Parenthetically that sense of being of one’s time makes Roger Cotterell’s contemporary postscript frustrating. While he does tie up loose ends and outlines the subsequent career of some musicians, a few are still ignored. His updates are also mostly personal anecdotes.
One can’t fault Cotterell for following the author’s lead. Opinions trump research throughout Music Outside. Flugelhornist Carr, a Miles Davis biographer, describes jazz as “… a music outside, a perpetual Cinderella of the arts in Britain”. This volume aimed to prove improvised music’s “cultural worth” by creating portraits of “those heroic few who … continue to be totally committed to the music”.
Versatility and virtuosity are cited along with commitment as considerations for making a difference. Today Mike Westbrook and Chris McGregor are still acknowledged as band leaders who redefined comfortable British jazz into something edgier. Saxophonists Evan Parker and Trevor Watts plus drummer John Stevens and guitarist Derek Bailey created distinctive free music, which continues to gain adherents. Thus Cottrell revealing that Carr once stated that “Derek and Evan – I like both of them very much but I’m not interested in their music at all,” proves Carr’s good intentions.
Carr’s treatment of Watts’ and Stevens’ Spontaneous Music Ensemble (SME) provides insight on the methodology that birthed British improvised music. He notes that the “development of the SME has been a gradual movement away from predetermined structures” and then describes how group improvisation works. Carr’s chapter on Parker deals with Incus Records, precursor of many experimental labels. “I don’t see the point of making a record for … CBS or RCA because when music like ours gets recorded only a minority audience is ready for it,” noted Parker. “But maybe when it’s been around for a year, a few more people are ready for it…but by that time a big company would have it deleted.” More than 35 years later, Parker’s actions seem foresighted and practical.

**DATA FOR PROCESSING:**
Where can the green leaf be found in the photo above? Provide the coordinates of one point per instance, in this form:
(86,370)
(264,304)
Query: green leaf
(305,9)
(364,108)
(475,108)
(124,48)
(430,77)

**PROBLEMS TO SOLVE:**
1/ Render every line of the listing as a JSON list of strings, one string per line, omitting blank lines.
2/ Continue the passage on British jazz from its last sentence.

**ANSWERS BELOW:**
1/
[
  "Where can the green leaf be found in the photo above? Provide the coordinates of one point per instance, in this form:",
  "(86,370)",
  "(264,304)",
  "Query: green leaf",
  "(305,9)",
  "(364,108)",
  "(475,108)",
  "(124,48)",
  "(430,77)"
]

2/
Carr’s prescient outline of experimenters’ triumphs and failings is balanced by chapters devoted to himself and drummer Jon Hiseman, who led commercially oriented fusion bands. Carr’s reminiscences about organizing the personnel of his group Nucleus, securing management and record deals plus working out crowd-drawing strategies, reads like a manual for launching a pop band. As he writes: “apart from prestige and the approval of posterity, there is also money to be made if one can establish that one is a true original.” Linkage of originality and monetary rewards clashes with his mention of pianist Stan Tracey, who because of his uncompromising talent was then “on the dole”, a situation Carr decries. Yet he doesn’t seem to notice that his game plan was the antithesis of what Tracey and others do.
Hiseman trotted out the argument that those who play “more accessible forms of the music would subsidize the more way-out forms and a natural balance would be found.” The abandonment of experimental music by mainstream outlets negates this theory. The drummer started his band Colosseum after touring with a Rock outfit because “I’d got used to …a big time way of life… where you play to large audiences. I couldn’t really face going back to playing in dreadful pubs to 40 people”. That Hiseman isn’t mentioned in the postscript, may say something about the fickleness of mass popularity.
Contrast this with Carr’s observation that “[Evan] Parker’s music is difficult but he is at pains to make people aware of it”. Then decide which interviewees’ musings and actions resonate almost four decades later.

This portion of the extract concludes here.